TO DO
Swap each "determine" in the material below for "identify", and keep every other word unchanged.
....................
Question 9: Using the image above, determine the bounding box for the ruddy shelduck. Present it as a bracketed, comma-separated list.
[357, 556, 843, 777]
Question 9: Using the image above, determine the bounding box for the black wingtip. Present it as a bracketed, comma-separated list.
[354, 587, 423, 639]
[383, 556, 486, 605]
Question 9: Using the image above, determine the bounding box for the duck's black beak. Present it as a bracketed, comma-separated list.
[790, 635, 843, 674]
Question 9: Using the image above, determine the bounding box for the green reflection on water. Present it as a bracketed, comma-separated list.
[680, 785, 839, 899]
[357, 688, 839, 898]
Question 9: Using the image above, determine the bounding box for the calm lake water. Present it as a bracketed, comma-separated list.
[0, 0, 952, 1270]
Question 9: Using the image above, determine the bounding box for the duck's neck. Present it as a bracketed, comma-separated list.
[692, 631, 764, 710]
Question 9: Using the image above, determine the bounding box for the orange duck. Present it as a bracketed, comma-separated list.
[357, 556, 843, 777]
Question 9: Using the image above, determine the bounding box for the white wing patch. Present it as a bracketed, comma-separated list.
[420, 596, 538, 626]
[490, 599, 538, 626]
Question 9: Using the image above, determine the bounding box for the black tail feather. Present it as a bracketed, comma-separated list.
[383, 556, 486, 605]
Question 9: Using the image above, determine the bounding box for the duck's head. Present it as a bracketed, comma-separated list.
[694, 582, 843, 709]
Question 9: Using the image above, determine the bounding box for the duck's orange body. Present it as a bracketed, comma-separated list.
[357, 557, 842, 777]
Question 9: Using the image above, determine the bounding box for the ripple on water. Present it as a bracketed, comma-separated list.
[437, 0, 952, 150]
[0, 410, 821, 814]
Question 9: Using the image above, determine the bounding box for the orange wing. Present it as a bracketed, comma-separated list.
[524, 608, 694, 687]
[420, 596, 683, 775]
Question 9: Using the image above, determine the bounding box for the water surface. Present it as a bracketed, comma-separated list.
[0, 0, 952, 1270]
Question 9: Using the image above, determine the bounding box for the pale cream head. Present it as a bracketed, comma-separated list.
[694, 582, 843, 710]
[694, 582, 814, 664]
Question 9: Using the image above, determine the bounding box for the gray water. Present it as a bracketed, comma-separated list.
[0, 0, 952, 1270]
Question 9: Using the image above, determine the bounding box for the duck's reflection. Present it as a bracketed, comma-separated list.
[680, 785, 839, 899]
....................
CORRECT RESULT
Question 9: Using the image above, identify the bounding box for the ruddy shelduck. Present it as a bracketed, comma-separated list.
[357, 556, 843, 777]
Question 9: Using the image above, identify the bounding box for the black wingtip. Present it as a bracketed, comma-separated list.
[354, 587, 423, 639]
[383, 556, 486, 605]
Question 9: Using the image above, identify the bounding box for the duck's black beak. Present it as a bracketed, comma-separated list.
[790, 635, 843, 674]
Question 9: Using the image above, identify the bounding box for the green reflection on water. Present it as a bracketed, comma-separated list.
[680, 785, 839, 899]
[357, 688, 839, 898]
Question 9: Using the image above, identify the bounding box for the calm lake water. Present it as a bracketed, comma-separated list.
[0, 0, 952, 1270]
Question 9: Using the image above, identify the bounding box for the duck's neck. Present it as a bracketed, comma-separated list.
[692, 631, 764, 710]
Question 9: Using the image above, identify the bounding box for the orange duck. Present it as a bracketed, comma-separated list.
[357, 556, 843, 777]
Question 9: Using the image above, identify the bounding box for the white wing patch. Present it as a bracketed, comma-separated list.
[420, 596, 538, 626]
[490, 599, 538, 626]
Question 9: Using the image above, identify the bounding box for the black tail feather. Present it as a bracketed, comma-separated list.
[383, 556, 486, 605]
Question 9: Using the image above, identify the bounding box for the duck's head. Present it as a bracketed, comma-separated list.
[694, 582, 843, 709]
Question 9: Using the image above, identify the bounding box for the duck's orange body. Present it as a bracketed, comma-separated list.
[357, 557, 842, 777]
Question 9: Using the image above, identify the bounding box for the ripple on water. Present it as a bracketed, comma-separated list.
[437, 0, 952, 150]
[0, 410, 821, 814]
Question 9: Using the image above, identify the bounding box for the orange wing. Present it as a bracketed, comma-separated list.
[524, 608, 694, 687]
[420, 596, 683, 775]
Question 9: Using the image above, identify the bounding box for the water surface. Present it as a bracketed, comma-separated list.
[0, 0, 952, 1270]
Question 9: Using the image above, identify the bounding box for the pale cream head. Present it as a bracketed, comma-separated list.
[694, 582, 843, 710]
[694, 582, 814, 664]
Question 9: Using the image above, identify the bounding box for the gray water. Present it as a bracketed, comma-separated list.
[0, 0, 952, 1270]
Question 9: Using the image above, identify the bounding box for the duck's reflection. Present it as a bracketed, comma-separated list.
[680, 785, 839, 899]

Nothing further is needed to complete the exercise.